### TEXTE À LIRE
□ □ □ □ □ □ □

Comme chaque année, André Jacques propose un bilan du polar québécois sur l’année écoulée. 2014 s’avère un bon cru, aussi bien en qualité qu’en quantité. Le nombre de titres est en constante augmentation et de plus en plus d’éditeurs publient des polars. Tout pourrait être pour le mieux, mais les apparences sont un peu trompeuses et il le montre bien.
En effet, quasi pas de traductions de ces ouvrages. Si de nombreux polars d’auteurs français sortent au Québec, la réciproque n’est pas vraie. C’est d’autant plus regrettable qu’au vu de la liste dans laquelle il a forcément dû faire des choix, il y a vraiment matière à combler un lectorat plus large. À juste titre, il remarque aussi que les éditeurs ne créent pas forcément de collections dédiées, certains se mettent au policier, mais sans l’afficher ouvertement.

□ □ □ □ □ □ □

### DOCUMENTS SOURCES
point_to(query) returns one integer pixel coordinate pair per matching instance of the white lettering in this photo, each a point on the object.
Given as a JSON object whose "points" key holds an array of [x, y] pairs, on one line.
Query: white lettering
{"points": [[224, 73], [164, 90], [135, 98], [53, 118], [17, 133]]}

□ □ □ □ □ □ □

### OBJECTIFS
- A) Dans le texte sur le polar québécois, qui propose chaque année un bilan du genre ?
- B) Poursuivez, s'il vous plaît, le texte sur le polar québécois là où il s'arrête.

### RÉSULTATS
- A) André Jacques.

- B)
Un article très intéressant et propice à ouvrir le débat sur les moyens à mettre en place pour une diffusion plus large.



Pour cet épineux problème, la revue « Alibis » se pose d’emblée comme une formidable vitrine du polar au Québec.
Geneviève Blouin revient sur Marie, l’agente du SCRS mise au rencard suite à sa dernière mission (« Alibis 45 »). Elle assure à présent la sécurité d’un des dirigeants du service, alors qu’elle n’aspire qu’à revenir sur le terrain. Attendre devant une porte que la réunion se termine n’est pas dans son caractère. “N’en déplaise à James Bond” montre que Marie a plus d’un tour dans son sac et que l’auteure lui réserve un avenir mouvementé pour nous faire vibrer.

L’invité français de ce numéro, Yves-Daniel Crouzet, mène son récit sur deux fronts. D’un côté, “Petite sirène” est parsemé de dépêches annonçant un landau abandonné sur une plage et ses conséquences ; de l’autre, c’est l’histoire d’une mère et de sa petite fille qui aime jouer dans l’eau. Alors que les entrefilets dans les journaux deviennent toujours plus alarmistes, la maman éprouve de plus en plus de mal à retirer sa fillette du bain où elle passerait ses journées.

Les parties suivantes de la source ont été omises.